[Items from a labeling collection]
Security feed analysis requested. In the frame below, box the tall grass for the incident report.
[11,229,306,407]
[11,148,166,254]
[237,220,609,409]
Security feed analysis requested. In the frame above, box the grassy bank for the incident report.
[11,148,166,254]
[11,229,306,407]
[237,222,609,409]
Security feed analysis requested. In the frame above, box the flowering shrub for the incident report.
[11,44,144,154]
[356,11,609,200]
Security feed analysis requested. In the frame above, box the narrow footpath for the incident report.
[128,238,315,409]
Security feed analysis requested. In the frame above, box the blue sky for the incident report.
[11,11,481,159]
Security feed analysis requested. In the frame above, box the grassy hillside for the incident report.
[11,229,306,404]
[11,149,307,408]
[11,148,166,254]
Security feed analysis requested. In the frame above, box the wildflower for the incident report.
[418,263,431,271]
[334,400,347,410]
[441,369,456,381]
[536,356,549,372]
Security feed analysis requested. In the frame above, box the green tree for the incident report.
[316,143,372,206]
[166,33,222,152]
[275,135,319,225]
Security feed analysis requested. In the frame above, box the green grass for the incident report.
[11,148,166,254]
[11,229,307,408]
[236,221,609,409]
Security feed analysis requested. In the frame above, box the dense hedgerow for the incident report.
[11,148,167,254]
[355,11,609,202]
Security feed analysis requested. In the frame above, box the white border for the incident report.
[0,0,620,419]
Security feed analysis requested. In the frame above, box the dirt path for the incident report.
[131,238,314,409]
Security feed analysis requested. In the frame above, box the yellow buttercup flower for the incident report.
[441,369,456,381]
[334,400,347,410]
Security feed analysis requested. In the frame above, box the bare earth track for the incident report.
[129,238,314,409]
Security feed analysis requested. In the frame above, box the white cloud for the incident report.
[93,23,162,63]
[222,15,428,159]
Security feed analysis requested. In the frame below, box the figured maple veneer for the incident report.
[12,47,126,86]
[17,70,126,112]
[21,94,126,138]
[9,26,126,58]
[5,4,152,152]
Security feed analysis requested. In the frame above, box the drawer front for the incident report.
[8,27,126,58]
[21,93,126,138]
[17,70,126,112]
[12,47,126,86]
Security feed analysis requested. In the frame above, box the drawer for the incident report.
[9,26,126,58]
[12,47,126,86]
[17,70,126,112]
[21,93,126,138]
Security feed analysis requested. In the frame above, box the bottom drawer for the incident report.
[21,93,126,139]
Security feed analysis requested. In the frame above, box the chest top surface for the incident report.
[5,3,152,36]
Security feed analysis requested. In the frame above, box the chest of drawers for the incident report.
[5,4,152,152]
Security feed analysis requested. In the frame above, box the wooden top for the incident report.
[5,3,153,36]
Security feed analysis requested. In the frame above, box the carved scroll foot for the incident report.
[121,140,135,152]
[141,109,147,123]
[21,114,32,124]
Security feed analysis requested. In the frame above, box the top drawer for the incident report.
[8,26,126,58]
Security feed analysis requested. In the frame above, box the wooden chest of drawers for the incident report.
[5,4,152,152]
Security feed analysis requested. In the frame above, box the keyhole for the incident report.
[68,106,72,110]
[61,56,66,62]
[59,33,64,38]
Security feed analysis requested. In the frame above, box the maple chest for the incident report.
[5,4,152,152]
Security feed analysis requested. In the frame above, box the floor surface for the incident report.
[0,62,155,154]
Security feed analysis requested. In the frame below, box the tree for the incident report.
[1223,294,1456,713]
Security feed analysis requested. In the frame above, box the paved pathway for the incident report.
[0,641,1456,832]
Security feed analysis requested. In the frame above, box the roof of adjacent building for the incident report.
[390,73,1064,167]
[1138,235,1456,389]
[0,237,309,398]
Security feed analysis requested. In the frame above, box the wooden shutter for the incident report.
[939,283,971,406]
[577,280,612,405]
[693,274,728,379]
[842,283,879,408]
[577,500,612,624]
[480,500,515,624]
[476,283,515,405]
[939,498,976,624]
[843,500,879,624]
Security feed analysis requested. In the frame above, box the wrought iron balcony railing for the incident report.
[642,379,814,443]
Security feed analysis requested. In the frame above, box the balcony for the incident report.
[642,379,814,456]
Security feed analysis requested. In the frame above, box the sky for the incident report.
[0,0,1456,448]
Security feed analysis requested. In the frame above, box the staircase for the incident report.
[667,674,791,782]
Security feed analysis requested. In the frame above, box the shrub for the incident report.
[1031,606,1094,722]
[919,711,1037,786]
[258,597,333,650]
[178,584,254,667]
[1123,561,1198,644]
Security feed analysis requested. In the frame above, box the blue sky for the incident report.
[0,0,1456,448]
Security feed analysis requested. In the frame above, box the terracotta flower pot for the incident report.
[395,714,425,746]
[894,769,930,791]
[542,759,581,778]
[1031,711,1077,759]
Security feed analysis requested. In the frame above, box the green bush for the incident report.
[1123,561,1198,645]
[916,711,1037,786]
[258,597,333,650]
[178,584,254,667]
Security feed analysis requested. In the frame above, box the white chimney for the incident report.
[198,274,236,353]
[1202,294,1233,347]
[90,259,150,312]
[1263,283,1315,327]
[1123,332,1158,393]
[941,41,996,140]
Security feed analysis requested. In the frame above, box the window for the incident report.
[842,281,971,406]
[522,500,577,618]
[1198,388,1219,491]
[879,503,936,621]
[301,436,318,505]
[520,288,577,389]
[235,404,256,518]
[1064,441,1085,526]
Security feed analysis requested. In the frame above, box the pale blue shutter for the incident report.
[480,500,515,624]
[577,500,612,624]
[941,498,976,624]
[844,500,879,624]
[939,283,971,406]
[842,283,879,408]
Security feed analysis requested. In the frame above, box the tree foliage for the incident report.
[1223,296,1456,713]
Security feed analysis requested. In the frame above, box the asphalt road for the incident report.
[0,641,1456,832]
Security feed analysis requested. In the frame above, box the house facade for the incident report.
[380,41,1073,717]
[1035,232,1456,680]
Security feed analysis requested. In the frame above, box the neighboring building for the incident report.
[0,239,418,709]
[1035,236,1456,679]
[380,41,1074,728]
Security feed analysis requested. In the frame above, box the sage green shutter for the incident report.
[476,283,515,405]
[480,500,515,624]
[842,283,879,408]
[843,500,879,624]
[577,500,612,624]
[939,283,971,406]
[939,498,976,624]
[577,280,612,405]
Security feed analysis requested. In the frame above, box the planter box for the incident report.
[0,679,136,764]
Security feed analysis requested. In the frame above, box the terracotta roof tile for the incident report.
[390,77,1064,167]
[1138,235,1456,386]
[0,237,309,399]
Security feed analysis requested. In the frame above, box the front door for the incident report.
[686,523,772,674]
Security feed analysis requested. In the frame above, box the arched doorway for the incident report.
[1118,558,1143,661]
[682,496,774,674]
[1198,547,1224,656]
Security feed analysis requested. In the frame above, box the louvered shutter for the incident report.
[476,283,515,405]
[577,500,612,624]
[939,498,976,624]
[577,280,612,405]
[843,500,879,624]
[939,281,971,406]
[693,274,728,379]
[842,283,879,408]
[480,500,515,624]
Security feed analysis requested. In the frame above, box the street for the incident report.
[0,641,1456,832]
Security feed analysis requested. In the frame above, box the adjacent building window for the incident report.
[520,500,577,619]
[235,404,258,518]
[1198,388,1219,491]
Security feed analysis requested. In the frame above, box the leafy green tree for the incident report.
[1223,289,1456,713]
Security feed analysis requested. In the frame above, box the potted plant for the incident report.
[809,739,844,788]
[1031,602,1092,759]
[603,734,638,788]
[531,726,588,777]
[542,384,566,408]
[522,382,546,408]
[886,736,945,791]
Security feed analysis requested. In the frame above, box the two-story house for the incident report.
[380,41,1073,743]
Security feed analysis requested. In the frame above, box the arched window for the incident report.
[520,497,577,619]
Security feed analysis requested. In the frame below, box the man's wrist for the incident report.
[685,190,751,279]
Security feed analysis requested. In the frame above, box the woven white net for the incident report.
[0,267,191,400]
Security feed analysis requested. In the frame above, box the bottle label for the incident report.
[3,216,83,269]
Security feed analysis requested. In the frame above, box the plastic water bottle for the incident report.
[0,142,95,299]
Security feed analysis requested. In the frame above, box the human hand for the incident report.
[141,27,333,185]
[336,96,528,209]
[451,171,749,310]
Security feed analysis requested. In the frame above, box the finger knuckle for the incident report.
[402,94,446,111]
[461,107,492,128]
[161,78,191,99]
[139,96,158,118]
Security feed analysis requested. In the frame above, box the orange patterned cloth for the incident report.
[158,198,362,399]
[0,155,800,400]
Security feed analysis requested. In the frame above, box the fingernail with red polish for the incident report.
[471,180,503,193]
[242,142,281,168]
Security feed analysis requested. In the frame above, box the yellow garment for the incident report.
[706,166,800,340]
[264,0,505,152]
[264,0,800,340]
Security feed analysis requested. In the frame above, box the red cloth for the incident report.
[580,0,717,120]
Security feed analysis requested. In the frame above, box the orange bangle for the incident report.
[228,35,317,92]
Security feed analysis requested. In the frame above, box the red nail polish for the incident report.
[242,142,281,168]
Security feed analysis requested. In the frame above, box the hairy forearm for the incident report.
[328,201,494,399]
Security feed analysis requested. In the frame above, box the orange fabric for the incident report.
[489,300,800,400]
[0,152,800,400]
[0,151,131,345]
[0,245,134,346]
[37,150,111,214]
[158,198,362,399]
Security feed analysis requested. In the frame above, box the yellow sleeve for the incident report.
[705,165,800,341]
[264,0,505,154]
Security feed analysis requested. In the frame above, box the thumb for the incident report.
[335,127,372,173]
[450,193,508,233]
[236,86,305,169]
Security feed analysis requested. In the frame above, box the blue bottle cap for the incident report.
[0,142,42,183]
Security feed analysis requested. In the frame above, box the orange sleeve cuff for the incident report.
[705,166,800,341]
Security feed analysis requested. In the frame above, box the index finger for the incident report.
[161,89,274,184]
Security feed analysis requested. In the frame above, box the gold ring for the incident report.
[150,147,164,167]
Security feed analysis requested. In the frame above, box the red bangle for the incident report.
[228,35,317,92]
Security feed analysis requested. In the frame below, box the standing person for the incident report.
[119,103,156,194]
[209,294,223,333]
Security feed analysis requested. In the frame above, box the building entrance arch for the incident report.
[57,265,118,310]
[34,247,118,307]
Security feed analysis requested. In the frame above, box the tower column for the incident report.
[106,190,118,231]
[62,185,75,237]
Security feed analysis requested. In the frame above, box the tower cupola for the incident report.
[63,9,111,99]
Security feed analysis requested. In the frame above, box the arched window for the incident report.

**AIM OF THE TASK:**
Update the stretch of the listing from the line containing "bank for the incident report." through the line containing "[237,222,609,409]", changing "grassy bank" to "grassy slope" and keeping everything else the same. Give back only those lines.

**OUTPUT FOR THIS EXERCISE:**
Security feed analysis requested. In the frame above, box the grassy slope for the incident report.
[11,148,166,254]
[11,229,306,407]
[237,222,609,409]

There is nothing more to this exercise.